- [EXCERPT TO READ]
Built in Rust tells me a certain bar has been reached. Tells me the team went through a lot of effort to do their best. And the mature tooling makes it easy for me to evaluate and confirm my assumptions. So yes, positive marketing in my case.
Yoric 3 years ago

I believe that there is a good reason.
Rust is currently in the process of trying to eat some of C++'s cake (as well as that of Java, C# or Go). The usual response from C++ (Java, etc.) devotees is that Rust hasn't been tried on large projects so it cannot be compared. Which absolutely makes sense.
Each large scale project that demonstrates that Rust can be used successfully in a domain where C++ (Java, etc.) traditionally rules is a step forward for the Rust community.
Also, as with every language, there is a hype period. We're currently in the Rust honeymoon. My personal honeymoon has stopped a while ago, but Rust remains my favorite language for the foreseeable future.
- bayesian_horse 3 years ago
  
  People overreact to hype and anti-hype. Rust is already a useful tool and has momentum. But it's not trivial to get into and it won't replace C++ codebases overnight either.
  Based on historical data, a good lower bound for its future could be Ruby. According to TIOBE, Rust overtook Ruby in popularity, while Ruby has maintained roughly the same popularity for years. At worst, I expect Ruby to stay about as relevant as Ruby on Rails. But it doesn't look that way...
jabo 3 years ago

I’ve come to see it this way:
If a set of users are using a product only because it is built in X, that user base is most likely the early adopter audience for X and it dangerously masks whether that product has product-market fit or not.
So if a product markets itself as built in X, it is appealing to early adopters of X.
The long-tail of users on the other hand, care more about what painful problem the product is solving for them.
Now, some of the features of X might provide benefits to end users, but the long tail of users care more about those benefits they get rather than the fact that X provides those benefits, and that the product uses X.
- xpe 3 years ago
  
  An open source project also has to attract contributors. Rust is a competitive advantage in terms of appeal relative to languages such as C, C++, Java, empirically speaking.

- [STORED ROWS]

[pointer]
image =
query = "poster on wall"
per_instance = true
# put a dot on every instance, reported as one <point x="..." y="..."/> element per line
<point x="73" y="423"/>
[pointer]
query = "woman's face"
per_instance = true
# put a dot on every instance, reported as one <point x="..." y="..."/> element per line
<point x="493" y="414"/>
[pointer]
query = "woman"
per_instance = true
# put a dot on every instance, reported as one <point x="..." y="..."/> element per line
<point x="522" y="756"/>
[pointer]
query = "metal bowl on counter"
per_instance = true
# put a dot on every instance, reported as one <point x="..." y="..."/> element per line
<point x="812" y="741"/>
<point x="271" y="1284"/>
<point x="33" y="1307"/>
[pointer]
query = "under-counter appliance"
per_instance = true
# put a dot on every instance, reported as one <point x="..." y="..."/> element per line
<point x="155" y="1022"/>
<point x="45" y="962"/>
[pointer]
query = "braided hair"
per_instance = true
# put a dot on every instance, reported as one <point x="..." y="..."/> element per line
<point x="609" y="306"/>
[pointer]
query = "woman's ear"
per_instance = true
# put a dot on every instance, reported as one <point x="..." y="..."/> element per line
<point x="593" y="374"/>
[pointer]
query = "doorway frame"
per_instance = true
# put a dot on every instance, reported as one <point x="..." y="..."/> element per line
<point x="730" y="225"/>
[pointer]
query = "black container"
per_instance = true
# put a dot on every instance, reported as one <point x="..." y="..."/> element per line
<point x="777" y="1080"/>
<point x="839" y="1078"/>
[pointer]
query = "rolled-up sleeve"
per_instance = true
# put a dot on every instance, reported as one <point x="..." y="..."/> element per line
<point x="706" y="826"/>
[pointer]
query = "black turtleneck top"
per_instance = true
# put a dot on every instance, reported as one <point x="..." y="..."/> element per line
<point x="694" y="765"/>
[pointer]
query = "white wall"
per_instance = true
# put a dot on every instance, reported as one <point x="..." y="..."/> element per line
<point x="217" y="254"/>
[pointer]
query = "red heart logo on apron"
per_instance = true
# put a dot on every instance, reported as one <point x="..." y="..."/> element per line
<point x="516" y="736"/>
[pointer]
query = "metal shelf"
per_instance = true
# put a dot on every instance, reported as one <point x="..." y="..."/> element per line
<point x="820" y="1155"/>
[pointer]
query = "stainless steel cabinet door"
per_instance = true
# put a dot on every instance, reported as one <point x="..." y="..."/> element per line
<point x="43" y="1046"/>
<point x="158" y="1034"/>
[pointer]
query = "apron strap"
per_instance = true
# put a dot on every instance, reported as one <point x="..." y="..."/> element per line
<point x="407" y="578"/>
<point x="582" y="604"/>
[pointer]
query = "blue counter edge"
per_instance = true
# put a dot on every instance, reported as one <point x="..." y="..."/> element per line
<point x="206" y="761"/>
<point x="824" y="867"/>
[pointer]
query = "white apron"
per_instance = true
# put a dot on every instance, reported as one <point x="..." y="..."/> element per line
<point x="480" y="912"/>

- [EXERCISE SET]
- 1) Print the part of the Rust forum thread that opens with the words containing "Now, some of" and closes with "Java, empirically speaking.".
- 2) Name every username shown in the Rust forum thread.

- [RESPONSES]
- 1)
Now, some of the features of X might provide benefits to end users, but the long tail of users care more about those benefits they get rather than the fact that X provides those benefits, and that the product uses X.
- xpe 3 years ago
  
  An open source project also has to attract contributors. Rust is a competitive advantage in terms of appeal relative to languages such as C, C++, Java, empirically speaking.

- 2) Yoric, bayesian_horse, jabo, xpe